### The task
Your output is the line containing "of the white" plus all lines after it to the end of the records, reproduced exactly, with nothing else.
Start of Task data
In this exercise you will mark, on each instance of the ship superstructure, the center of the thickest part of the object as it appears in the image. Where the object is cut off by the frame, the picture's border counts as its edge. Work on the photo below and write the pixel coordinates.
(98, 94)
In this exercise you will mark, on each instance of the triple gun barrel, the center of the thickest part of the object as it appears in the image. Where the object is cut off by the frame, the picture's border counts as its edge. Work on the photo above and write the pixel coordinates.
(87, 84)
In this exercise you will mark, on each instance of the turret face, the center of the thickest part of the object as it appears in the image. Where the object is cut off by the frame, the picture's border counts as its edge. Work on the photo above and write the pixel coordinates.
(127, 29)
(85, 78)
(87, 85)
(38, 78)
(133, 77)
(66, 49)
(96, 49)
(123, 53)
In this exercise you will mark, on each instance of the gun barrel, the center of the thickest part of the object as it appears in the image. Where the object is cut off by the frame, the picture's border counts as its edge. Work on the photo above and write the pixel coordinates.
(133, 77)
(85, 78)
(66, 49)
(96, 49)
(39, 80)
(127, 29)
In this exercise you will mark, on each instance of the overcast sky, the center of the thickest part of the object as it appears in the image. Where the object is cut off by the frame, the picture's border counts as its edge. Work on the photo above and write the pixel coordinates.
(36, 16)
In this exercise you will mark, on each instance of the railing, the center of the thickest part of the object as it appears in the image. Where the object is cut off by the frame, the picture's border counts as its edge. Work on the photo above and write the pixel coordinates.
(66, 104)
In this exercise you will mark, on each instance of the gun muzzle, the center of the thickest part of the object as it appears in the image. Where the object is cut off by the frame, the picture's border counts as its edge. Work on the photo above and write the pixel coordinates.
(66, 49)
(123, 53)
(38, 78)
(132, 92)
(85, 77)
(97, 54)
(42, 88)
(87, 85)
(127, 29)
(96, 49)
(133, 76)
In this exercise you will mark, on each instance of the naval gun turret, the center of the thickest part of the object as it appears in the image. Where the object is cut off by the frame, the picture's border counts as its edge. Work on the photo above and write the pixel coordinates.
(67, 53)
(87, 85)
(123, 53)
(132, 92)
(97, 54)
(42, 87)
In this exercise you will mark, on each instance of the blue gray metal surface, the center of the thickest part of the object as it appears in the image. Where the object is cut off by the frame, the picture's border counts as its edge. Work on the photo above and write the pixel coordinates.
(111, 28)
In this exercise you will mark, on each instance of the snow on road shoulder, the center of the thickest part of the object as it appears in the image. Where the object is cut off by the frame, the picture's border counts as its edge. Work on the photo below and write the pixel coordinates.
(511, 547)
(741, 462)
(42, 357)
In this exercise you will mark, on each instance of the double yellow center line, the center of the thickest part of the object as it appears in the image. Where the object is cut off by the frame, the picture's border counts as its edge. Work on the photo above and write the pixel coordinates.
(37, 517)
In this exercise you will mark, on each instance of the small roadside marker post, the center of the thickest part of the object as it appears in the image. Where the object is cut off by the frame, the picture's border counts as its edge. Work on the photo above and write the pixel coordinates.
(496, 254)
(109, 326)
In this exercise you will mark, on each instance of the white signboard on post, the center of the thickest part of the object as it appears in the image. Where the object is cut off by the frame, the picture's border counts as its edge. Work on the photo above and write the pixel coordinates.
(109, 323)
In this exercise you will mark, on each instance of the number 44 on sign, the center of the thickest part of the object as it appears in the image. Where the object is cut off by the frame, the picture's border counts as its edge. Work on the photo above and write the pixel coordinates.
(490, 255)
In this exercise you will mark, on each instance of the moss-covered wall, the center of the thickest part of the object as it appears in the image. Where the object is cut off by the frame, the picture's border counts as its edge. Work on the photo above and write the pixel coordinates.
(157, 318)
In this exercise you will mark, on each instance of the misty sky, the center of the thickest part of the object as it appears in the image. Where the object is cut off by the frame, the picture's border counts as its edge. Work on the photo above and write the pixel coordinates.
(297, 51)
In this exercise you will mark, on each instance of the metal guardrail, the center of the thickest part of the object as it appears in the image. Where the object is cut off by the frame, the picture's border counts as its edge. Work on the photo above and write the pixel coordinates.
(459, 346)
End of Task data
### Result
In this exercise you will mark, on each instance of the white signboard on post, the center of the thickest part of the object as it appears in the image. Where the object is cut off by the frame, the picture's border counts as its edge. Work on the photo above and write the pixel coordinates.
(109, 323)
In this exercise you will mark, on each instance of the number 44 on sign, the center of the thickest part of the object as it appears in the image. Where the object is cut off by the frame, the picture's border counts as its edge. Work on the photo above and write the pixel coordinates.
(490, 255)
In this exercise you will mark, on each instance of the moss-covered wall, the center of the thickest part of the object as it appears in the image. Where the object is cut off by the frame, the picture's border counts as its edge. Work on the photo above and write the pixel coordinates.
(157, 318)
In this exercise you will mark, on each instance of the misty sky, the center of the thickest part of the object as it appears in the image. Where the object is cut off by the frame, the picture's border counts as its edge. Work on the photo above and write the pixel coordinates.
(297, 51)
In this exercise you will mark, on each instance of the metal guardrail, the center of the thickest part of the object as it appears in the image. Where the object is cut off by the frame, the picture's border counts as its edge. Work on the photo above and write the pixel coordinates.
(459, 346)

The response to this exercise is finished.